▸ **GIVEN RECORDS**
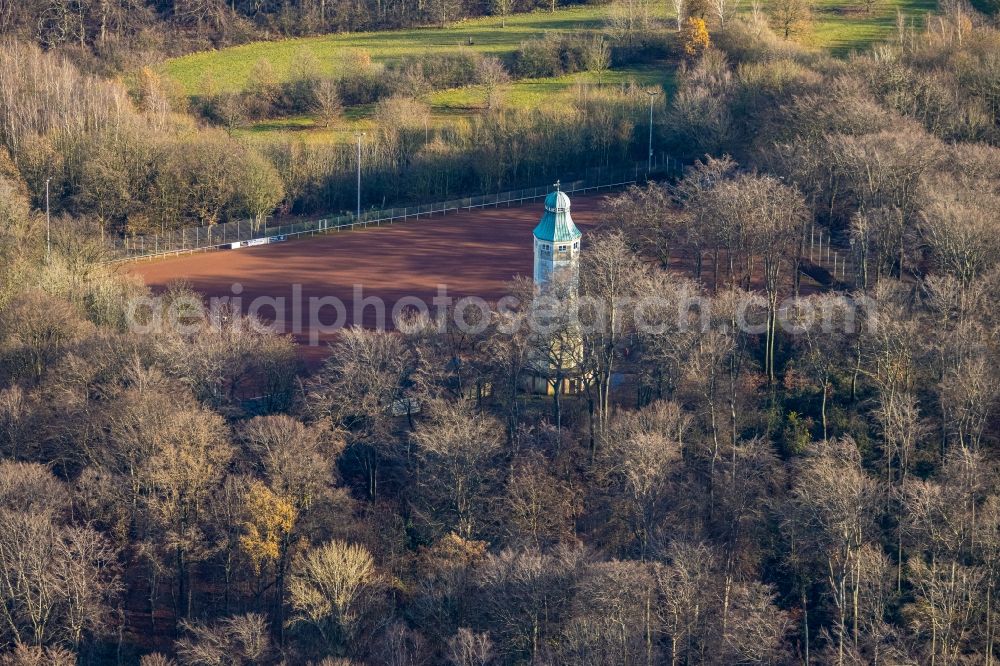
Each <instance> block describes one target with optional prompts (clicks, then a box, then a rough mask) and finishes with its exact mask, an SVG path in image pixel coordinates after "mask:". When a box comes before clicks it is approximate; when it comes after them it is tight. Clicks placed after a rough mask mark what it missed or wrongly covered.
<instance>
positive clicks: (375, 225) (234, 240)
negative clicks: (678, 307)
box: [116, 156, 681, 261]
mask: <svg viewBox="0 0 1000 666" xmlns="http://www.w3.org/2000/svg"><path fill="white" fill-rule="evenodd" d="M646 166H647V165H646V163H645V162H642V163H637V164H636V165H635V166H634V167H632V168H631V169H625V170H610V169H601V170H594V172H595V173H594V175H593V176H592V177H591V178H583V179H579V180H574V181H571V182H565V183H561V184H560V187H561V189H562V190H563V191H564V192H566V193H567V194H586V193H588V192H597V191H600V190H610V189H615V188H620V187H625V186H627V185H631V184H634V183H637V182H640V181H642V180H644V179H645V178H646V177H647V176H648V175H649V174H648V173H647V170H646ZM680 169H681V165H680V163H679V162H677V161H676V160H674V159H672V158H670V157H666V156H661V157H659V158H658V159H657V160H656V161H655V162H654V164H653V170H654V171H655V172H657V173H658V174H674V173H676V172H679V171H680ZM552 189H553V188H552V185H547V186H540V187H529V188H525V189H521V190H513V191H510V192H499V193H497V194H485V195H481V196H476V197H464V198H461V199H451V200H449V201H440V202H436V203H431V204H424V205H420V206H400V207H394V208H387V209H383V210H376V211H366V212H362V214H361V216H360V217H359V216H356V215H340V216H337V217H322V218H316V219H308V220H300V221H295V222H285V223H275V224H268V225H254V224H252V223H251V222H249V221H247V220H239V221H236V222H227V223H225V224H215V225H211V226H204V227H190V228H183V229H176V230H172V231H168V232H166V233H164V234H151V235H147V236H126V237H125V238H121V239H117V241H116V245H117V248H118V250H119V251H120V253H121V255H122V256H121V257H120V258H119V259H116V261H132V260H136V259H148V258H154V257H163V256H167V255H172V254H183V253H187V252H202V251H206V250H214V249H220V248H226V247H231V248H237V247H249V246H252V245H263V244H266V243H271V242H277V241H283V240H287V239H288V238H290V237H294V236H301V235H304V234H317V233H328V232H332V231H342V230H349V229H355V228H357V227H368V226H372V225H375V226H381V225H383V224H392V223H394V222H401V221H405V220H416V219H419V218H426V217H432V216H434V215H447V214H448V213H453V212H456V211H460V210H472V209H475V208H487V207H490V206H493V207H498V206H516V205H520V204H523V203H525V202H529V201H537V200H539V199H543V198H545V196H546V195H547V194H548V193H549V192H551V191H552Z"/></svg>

▸ **WHAT IS EXPECTED**
Would you repeat the complete listing exactly, excluding each picture it holds?

▸ **ANSWER BOX**
Each <instance> block describes one target with optional prompts (clicks, then a box, then a rough mask) and finishes with its exact mask, an SVG path in image pixel coordinates after "mask:". When a box comes before clicks it is approximate; when it comes after them it is tight. Clicks placed after a rough mask mark what it missed or wrongly covered.
<instance>
positive clicks: (375, 225) (234, 240)
negative clicks: (678, 307)
box: [116, 156, 681, 261]
mask: <svg viewBox="0 0 1000 666" xmlns="http://www.w3.org/2000/svg"><path fill="white" fill-rule="evenodd" d="M646 166H647V165H646V163H645V162H642V163H637V164H636V165H635V166H634V167H632V168H631V169H625V170H610V169H601V170H594V172H595V173H594V175H593V176H592V177H591V178H583V179H579V180H574V181H571V182H565V183H561V184H560V187H561V189H562V190H563V191H564V192H566V193H567V194H586V193H588V192H597V191H600V190H610V189H615V188H620V187H625V186H627V185H631V184H634V183H637V182H640V181H642V180H644V179H645V178H646V177H647V176H648V175H649V174H648V173H647V170H646ZM680 169H681V165H680V163H679V162H677V161H676V160H674V159H672V158H670V157H666V156H661V157H659V158H658V159H657V160H656V161H655V162H654V164H653V170H654V171H655V172H657V173H658V174H674V173H676V172H679V171H680ZM552 189H553V188H552V185H547V186H540V187H529V188H525V189H521V190H513V191H510V192H499V193H497V194H485V195H481V196H476V197H464V198H461V199H451V200H449V201H440V202H436V203H431V204H424V205H420V206H400V207H394V208H387V209H383V210H376V211H366V212H362V214H361V216H360V217H359V216H356V215H340V216H337V217H322V218H316V219H308V220H300V221H295V222H285V223H275V224H268V225H254V224H252V223H251V222H249V221H247V220H239V221H236V222H227V223H225V224H215V225H211V226H204V227H190V228H183V229H176V230H172V231H168V232H166V233H164V234H151V235H147V236H126V237H125V238H121V239H117V241H116V245H117V248H118V250H119V251H120V253H121V255H122V256H121V257H120V258H119V259H116V261H132V260H136V259H148V258H154V257H163V256H167V255H172V254H183V253H187V252H202V251H206V250H214V249H220V248H226V247H231V248H237V247H249V246H252V245H263V244H266V243H271V242H277V241H283V240H287V239H288V238H290V237H294V236H301V235H304V234H317V233H328V232H332V231H342V230H349V229H355V228H357V227H368V226H372V225H375V226H381V225H383V224H392V223H394V222H401V221H405V220H416V219H419V218H426V217H432V216H434V215H447V214H448V213H453V212H456V211H460V210H472V209H475V208H487V207H490V206H493V207H498V206H516V205H520V204H523V203H525V202H529V201H537V200H539V199H543V198H545V196H546V195H547V194H548V193H549V192H551V191H552Z"/></svg>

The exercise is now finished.